Drop the pictures and restate the rest of the listing word for word.

*** Supplied material Section Begins ***

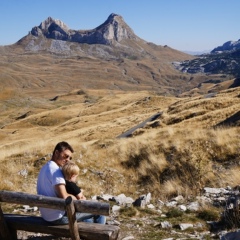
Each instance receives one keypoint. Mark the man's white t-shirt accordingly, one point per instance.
(49, 176)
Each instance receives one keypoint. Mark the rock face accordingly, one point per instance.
(227, 46)
(113, 30)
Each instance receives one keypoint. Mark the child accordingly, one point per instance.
(71, 171)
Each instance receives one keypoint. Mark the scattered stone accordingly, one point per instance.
(184, 226)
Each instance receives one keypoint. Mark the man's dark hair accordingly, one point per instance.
(61, 146)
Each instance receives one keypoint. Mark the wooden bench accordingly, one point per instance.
(10, 223)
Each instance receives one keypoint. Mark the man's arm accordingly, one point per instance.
(61, 191)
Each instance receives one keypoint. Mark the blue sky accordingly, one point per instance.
(192, 25)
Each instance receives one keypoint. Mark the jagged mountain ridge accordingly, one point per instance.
(114, 29)
(227, 46)
(109, 56)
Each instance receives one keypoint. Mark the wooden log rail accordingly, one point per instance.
(10, 223)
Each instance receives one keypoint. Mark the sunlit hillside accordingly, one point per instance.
(194, 143)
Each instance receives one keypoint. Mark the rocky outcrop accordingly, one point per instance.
(227, 46)
(113, 30)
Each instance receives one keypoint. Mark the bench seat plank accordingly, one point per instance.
(87, 231)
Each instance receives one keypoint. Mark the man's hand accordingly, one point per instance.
(80, 196)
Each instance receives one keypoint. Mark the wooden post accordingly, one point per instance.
(4, 231)
(73, 227)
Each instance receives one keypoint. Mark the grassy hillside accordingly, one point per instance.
(194, 143)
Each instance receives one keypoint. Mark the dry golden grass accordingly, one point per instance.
(181, 154)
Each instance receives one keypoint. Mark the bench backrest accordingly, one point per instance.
(93, 207)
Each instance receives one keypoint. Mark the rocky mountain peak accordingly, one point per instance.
(113, 30)
(47, 23)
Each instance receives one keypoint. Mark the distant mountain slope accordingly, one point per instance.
(55, 59)
(227, 46)
(114, 29)
(224, 59)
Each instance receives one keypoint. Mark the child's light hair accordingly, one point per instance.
(70, 169)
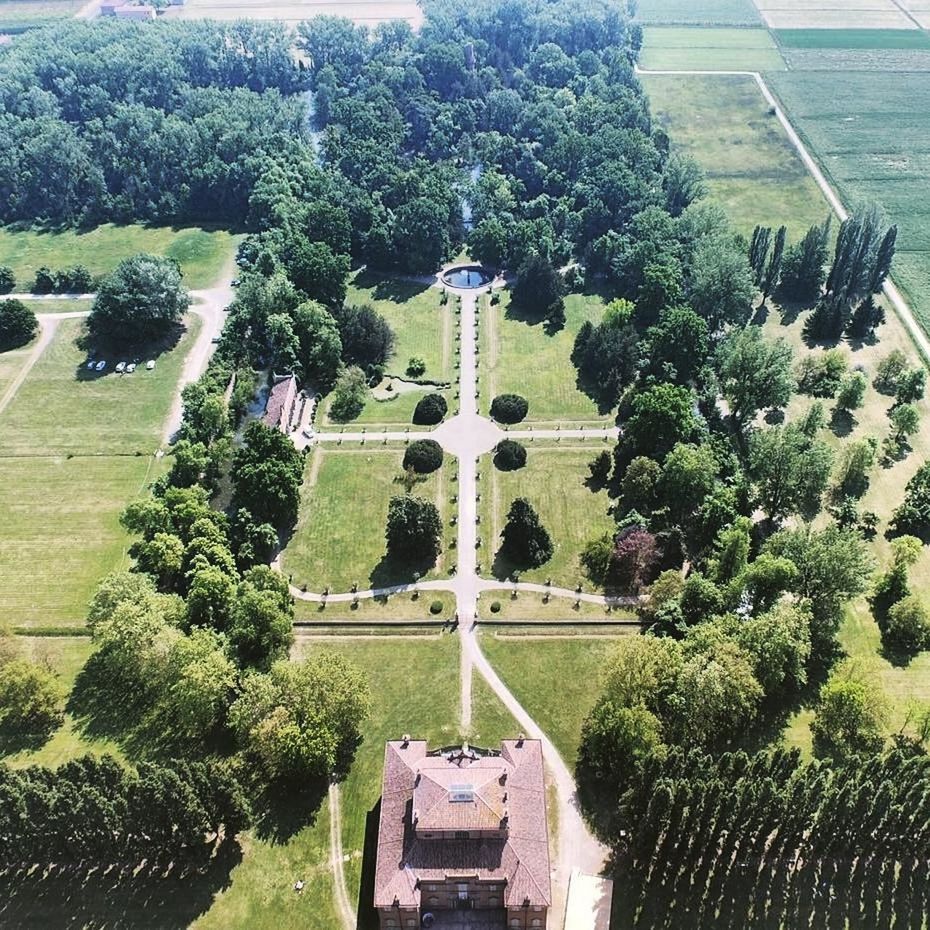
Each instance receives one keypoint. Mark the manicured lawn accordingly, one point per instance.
(415, 690)
(519, 356)
(751, 168)
(556, 680)
(63, 409)
(61, 532)
(203, 254)
(339, 539)
(870, 133)
(699, 49)
(707, 12)
(553, 481)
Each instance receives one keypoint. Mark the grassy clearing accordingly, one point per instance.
(557, 681)
(869, 132)
(339, 540)
(682, 49)
(706, 13)
(752, 170)
(61, 532)
(397, 711)
(202, 253)
(553, 481)
(853, 38)
(63, 409)
(518, 356)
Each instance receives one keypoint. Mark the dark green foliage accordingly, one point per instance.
(414, 530)
(430, 410)
(266, 474)
(18, 324)
(525, 541)
(509, 455)
(423, 456)
(140, 300)
(509, 408)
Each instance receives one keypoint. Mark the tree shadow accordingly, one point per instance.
(114, 351)
(118, 898)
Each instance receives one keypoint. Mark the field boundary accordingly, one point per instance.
(890, 289)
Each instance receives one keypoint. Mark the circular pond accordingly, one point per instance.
(470, 276)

*** Supplied material Section Ends ***

# [Answer space]
Each instance receives one keypoint. Mark the man's white t-shirt accordingly, one point per instance.
(49, 176)
Each instance receives one keypoint. Mark the rock face accordingly, one point per instance.
(227, 46)
(113, 30)
Each instance receives one keypoint. Mark the child accordingly, one point per instance.
(71, 171)
Each instance receives one keypoint. Mark the scattered stone accordingly, one point per instance.
(184, 226)
Each instance receives one keypoint. Mark the man's dark hair accordingly, one point per instance.
(61, 146)
Each instance receives one keypoint. Mark the wooden bench accordingly, one point per instance.
(10, 223)
Each instance receives one keypoint. Mark the man's arm accordingly, one point per instance.
(61, 191)
Each instance receives one keypoint. Mark the blue sky accordingly, one point per instance.
(192, 25)
Each instance receives one keypoint. Mark the jagged mountain ridge accordingly, one point per instance.
(114, 29)
(227, 46)
(109, 56)
Each instance receives one keypoint. Mark the wooden log rail accordingly, one point per instance.
(10, 223)
Each instance receives one keypoint. Mark the sunlit hillside accordingly, one point per instance.
(194, 143)
Each instance receives one keypoint. Mark the rocky outcrop accordingly, one point per instance.
(227, 46)
(113, 30)
Each instance receives one keypoint. Mark the bench seat plank accordingly, one point per instance.
(87, 231)
Each instance receives one keypoint. Mark the man's hand accordingly, one point per instance.
(80, 196)
Each instance receives one keypoint. Mark the wooden post accordingly, one point per instance.
(4, 231)
(73, 227)
Each instance receives one keypoint. Mark the grassy hillside accordingly, one point per instance.
(194, 143)
Each instance receives one keypoint. Mark the dry golden grass accordingly, one point per instance.
(181, 154)
Each instance receives one keypoint. Mark the bench backrest accordingly, one point per instance.
(93, 207)
Each instance receives one keypoint. Mark the rocky mountain peak accordingly, one point per instance.
(113, 30)
(47, 23)
Each instance receives one keypoint. Mark the distant mountain slope accordingly, one point per instance.
(55, 59)
(227, 46)
(114, 29)
(224, 59)
Each instance receives one keypoint. Mark the child's light hair accordingly, one point per instance.
(70, 169)
Each instance receives one keypoint. Mark the manicured lawn accordingly, one point per instance.
(415, 690)
(519, 356)
(751, 168)
(556, 680)
(63, 409)
(61, 532)
(203, 254)
(339, 539)
(870, 133)
(699, 49)
(707, 12)
(553, 481)
Each instance receives one keypoint. Mark the grassy clearing accordingly, one point per instance.
(557, 681)
(869, 132)
(339, 540)
(682, 49)
(706, 13)
(752, 170)
(61, 532)
(397, 711)
(202, 253)
(553, 481)
(853, 38)
(63, 409)
(518, 356)
Each instance receives one keypoint. Mark the dark green foliage accordingly, one point per instance.
(414, 530)
(430, 410)
(266, 474)
(18, 324)
(525, 541)
(509, 455)
(423, 456)
(140, 300)
(509, 408)
Each instance receives one keypoint. Mark the tree shadow accordingly, one point per instance.
(114, 351)
(118, 898)
Each instance receives one keypoint. Mark the field boundary accordingly, one point per instance.
(890, 289)
Each instance receives one keypoint. Mark the circular pond accordingly, one point per instance.
(470, 276)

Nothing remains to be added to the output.